Begin Extracted data

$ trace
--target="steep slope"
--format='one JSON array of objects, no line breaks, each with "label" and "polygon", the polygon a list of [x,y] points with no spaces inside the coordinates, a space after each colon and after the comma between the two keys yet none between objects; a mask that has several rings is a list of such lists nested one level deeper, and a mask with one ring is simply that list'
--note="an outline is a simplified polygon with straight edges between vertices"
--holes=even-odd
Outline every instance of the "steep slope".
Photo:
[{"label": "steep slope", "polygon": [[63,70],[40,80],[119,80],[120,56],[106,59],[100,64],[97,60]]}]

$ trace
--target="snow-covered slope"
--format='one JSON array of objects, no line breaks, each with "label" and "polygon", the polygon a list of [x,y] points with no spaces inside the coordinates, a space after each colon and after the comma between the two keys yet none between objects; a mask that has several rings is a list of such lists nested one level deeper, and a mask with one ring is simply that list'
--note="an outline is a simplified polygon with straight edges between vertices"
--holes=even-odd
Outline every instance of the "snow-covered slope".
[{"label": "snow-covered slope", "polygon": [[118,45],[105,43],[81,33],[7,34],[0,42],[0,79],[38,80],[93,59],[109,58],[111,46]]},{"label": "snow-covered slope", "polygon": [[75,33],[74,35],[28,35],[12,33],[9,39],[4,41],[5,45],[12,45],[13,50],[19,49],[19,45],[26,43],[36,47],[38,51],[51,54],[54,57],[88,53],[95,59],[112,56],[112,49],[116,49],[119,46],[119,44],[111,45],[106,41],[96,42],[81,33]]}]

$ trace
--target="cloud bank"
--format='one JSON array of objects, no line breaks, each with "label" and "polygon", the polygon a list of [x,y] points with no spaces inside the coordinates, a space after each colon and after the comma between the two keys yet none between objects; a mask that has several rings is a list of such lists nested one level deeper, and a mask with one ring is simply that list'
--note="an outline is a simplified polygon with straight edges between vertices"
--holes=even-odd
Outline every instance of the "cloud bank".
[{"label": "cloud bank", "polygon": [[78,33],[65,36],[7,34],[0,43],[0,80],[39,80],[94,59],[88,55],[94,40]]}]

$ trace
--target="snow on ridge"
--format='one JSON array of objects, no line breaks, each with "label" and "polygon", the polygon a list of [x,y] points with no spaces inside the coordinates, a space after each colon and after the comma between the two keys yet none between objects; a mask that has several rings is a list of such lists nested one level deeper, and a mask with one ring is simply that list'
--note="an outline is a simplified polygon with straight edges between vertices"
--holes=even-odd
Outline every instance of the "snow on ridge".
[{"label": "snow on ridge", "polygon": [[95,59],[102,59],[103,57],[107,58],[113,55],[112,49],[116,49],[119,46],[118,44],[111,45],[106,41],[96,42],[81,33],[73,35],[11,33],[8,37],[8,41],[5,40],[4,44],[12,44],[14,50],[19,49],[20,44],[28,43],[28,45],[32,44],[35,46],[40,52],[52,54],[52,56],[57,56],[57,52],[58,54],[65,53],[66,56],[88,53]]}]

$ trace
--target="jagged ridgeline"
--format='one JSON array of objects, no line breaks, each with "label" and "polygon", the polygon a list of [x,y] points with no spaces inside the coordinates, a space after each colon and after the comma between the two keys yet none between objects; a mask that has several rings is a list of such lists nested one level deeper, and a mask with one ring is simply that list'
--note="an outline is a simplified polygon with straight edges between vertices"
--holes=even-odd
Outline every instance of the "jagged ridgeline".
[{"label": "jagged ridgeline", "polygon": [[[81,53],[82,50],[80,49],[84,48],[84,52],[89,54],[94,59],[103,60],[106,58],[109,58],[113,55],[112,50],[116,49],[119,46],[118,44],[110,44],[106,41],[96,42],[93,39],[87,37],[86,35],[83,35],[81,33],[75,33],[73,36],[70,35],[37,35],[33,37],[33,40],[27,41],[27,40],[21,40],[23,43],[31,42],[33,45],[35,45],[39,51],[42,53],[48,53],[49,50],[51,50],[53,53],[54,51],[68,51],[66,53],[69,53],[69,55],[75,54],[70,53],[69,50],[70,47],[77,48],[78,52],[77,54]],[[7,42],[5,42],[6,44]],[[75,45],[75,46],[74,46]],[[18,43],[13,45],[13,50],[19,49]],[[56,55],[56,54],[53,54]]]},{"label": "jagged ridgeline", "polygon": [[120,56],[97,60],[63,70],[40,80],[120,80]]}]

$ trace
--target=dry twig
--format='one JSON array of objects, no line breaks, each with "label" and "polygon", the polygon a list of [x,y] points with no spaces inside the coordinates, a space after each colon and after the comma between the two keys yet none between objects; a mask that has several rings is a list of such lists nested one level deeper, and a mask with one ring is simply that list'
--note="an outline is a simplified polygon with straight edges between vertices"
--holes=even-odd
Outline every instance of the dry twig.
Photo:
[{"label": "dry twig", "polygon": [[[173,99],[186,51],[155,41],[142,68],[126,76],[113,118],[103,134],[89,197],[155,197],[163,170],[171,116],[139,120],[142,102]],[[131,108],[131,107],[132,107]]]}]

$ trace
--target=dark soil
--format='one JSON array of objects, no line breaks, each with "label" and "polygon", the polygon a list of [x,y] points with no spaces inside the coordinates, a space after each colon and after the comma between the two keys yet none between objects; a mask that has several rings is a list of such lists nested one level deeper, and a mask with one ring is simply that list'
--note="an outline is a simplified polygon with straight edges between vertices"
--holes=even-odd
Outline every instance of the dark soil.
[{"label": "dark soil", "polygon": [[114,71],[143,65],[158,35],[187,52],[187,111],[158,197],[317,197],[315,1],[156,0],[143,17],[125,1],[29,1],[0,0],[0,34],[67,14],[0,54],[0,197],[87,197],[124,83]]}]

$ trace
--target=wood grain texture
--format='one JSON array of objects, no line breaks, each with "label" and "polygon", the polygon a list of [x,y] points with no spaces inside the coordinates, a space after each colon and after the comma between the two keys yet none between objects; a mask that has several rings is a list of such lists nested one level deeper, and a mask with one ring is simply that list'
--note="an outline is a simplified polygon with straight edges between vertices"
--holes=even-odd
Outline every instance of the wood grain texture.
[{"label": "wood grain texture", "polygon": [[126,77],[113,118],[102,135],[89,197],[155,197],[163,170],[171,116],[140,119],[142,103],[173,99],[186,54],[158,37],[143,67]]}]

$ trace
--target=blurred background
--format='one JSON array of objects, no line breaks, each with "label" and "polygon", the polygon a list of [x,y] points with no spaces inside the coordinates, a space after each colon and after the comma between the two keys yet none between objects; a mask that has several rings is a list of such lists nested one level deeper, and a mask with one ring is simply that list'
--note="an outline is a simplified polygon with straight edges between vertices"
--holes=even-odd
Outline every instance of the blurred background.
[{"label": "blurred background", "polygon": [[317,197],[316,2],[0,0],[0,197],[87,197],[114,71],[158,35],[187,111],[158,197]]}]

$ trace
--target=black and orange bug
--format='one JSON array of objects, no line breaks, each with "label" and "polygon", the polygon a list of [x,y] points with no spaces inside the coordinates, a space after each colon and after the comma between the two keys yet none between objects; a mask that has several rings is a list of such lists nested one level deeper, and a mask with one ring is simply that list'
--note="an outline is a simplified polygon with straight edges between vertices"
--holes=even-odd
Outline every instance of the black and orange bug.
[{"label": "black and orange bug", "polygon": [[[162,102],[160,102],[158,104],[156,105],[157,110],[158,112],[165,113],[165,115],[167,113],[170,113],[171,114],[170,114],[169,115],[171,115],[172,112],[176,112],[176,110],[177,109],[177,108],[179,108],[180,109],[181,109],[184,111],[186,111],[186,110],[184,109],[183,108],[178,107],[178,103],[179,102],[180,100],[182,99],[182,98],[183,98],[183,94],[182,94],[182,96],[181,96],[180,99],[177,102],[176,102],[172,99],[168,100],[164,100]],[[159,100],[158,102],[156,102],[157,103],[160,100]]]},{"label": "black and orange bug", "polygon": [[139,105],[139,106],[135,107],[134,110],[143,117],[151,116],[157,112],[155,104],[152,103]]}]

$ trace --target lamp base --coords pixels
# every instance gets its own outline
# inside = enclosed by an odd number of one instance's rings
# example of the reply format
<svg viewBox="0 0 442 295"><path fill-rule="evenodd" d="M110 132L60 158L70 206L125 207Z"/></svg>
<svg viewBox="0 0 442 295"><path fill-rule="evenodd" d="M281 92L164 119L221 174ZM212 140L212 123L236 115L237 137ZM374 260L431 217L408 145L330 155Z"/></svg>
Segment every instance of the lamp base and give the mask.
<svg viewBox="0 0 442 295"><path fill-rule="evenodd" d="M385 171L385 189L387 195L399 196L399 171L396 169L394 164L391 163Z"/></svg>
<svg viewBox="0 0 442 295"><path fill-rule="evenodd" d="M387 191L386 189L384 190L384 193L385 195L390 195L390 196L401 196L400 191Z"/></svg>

End Extracted data

(Work instructions):
Output the lines from the one containing "base --coords pixels" through the last line above as a JSON list of strings, one string per line, with blank lines omitted.

(Output of the task):
[
  "$ trace --target lamp base --coords pixels",
  "# every instance gets its own outline",
  "# inside = enclosed by an odd number of one instance's rings",
  "# example of the reply format",
  "<svg viewBox=\"0 0 442 295\"><path fill-rule=\"evenodd\" d=\"M110 132L60 158L70 206L125 207Z\"/></svg>",
  "<svg viewBox=\"0 0 442 295\"><path fill-rule=\"evenodd\" d=\"M281 92L164 119L221 174ZM212 140L212 123L236 115L237 137ZM374 260L431 217L408 145L330 155Z\"/></svg>",
  "Segment every instance of the lamp base and give the mask.",
  "<svg viewBox=\"0 0 442 295\"><path fill-rule=\"evenodd\" d=\"M385 171L385 189L387 195L399 196L399 171L396 169L394 164L391 163Z\"/></svg>",
  "<svg viewBox=\"0 0 442 295\"><path fill-rule=\"evenodd\" d=\"M387 191L386 189L384 190L384 193L385 195L390 195L390 196L401 196L400 191Z\"/></svg>"
]